**BLOCO DE TEXTO**
Marcelo destaca que essa nova postura do ISP viria ao encontro dos desafios lançados pelo próprio GIFE durante o Congresso de 2014, em que instigou os investidores sociais a pensar na importância de se correr riscos: “Se a gente quer transformar a sociedade tem que arriscar. E, quando pensamos em investimento em cidades, tem muita coisa que sabemos, mas muito também que não sabemos. Ou seja, temos a chance de acertar ou de errar. Por isso, a fala do GIFE convidando os associados a exercitarem o apetite para o risco, de uma maneira visionária, é algo muito importante. E o espaço das cidades é um laboratório maravilho para se fazer isso”, pontua o diretor.

E espaços para promover e incentivar essas iniciativas é o que não faltam, devido aos diversos problemas ainda enfrentados pelas metrópoles brasileiras. Muitos destes desafios estão analisados no “Caderno Mobilidade Urbana”, lançado pela Globo no mês de abril. A iniciativa faz parte do projeto ANDA_SP, que engloba ainda uma campanha para conscientizar pedestres e motoristas no trânsito e um seminário, promovido pelo Globo Universidade, em parceria com a Escola Politécnica da Universidade de São Paulo (SP), no dia 11 de abril, em São Paulo.

Na ocasião, diversos especialistas nacionais e internacionais que assinam os artigos da publicação, estiveram presentes no evento para debater a respeito dessa questão que é essencial para o presente e o futuro das metrópoles.

Beatriz Azeredo, diretora de Responsabilidade Social da Globo, destaca que a publicação é o quarto número da série Cadernos Globo. A proposta das edições é refletir sobre conteúdos gerados a partir das ações presenciais promovidas pela Globo. Já foram temas: Futuro do lixo, Subúrbios e identidades e Realismo mágico no século XXI.

A nossa ideia é sempre trabalhar os temas centrais do jornalismo em vários níveis, tanto com ações externas, como as campanhas, quanto na disseminação de conhecimentos, por meio de seminários e workshops. Neste caso, o jornalismo de São Paulo tem acompanhado de perto a questão das metrópoles e propôs uma série de reportagens sobre o tema para a cidade. Agora, decidimos aprofundar o debate discutindo o assunto em conjunto com especialistas”, comenta a diretora.

[Um bloco de dados]
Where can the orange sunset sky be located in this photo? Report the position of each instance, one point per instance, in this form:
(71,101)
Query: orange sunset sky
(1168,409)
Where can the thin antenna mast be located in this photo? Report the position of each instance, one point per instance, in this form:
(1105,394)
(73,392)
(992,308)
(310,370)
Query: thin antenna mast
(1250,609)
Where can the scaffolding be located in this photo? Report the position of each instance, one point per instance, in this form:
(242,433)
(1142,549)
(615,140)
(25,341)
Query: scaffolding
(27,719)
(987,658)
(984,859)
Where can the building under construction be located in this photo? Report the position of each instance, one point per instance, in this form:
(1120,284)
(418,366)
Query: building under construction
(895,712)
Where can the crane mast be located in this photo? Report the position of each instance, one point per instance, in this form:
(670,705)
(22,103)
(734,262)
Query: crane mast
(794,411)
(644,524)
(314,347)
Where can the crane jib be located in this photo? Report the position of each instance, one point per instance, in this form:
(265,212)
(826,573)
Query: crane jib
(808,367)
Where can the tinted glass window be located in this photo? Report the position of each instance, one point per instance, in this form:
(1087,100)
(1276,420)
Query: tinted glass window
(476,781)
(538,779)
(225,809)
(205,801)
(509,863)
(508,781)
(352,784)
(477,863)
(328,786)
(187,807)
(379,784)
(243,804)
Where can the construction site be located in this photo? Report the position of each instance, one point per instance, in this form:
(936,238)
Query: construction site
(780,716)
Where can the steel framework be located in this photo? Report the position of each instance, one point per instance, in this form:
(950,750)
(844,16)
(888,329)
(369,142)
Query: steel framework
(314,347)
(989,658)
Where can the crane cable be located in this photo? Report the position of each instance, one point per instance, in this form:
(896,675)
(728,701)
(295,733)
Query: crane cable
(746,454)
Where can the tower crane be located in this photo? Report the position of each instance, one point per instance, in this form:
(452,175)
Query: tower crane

**OBJETIVO**
Reproduza sem alterações o trecho do texto sobre as cidades e a mobilidade urbana que vai de "Na ocasião, diversos" até "no século XXI.", ambos incluídos.

**RESPOSTA DO EXERCÍCIO**
Na ocasião, diversos especialistas nacionais e internacionais que assinam os artigos da publicação, estiveram presentes no evento para debater a respeito dessa questão que é essencial para o presente e o futuro das metrópoles.

Beatriz Azeredo, diretora de Responsabilidade Social da Globo, destaca que a publicação é o quarto número da série Cadernos Globo. A proposta das edições é refletir sobre conteúdos gerados a partir das ações presenciais promovidas pela Globo. Já foram temas: Futuro do lixo, Subúrbios e identidades e Realismo mágico no século XXI.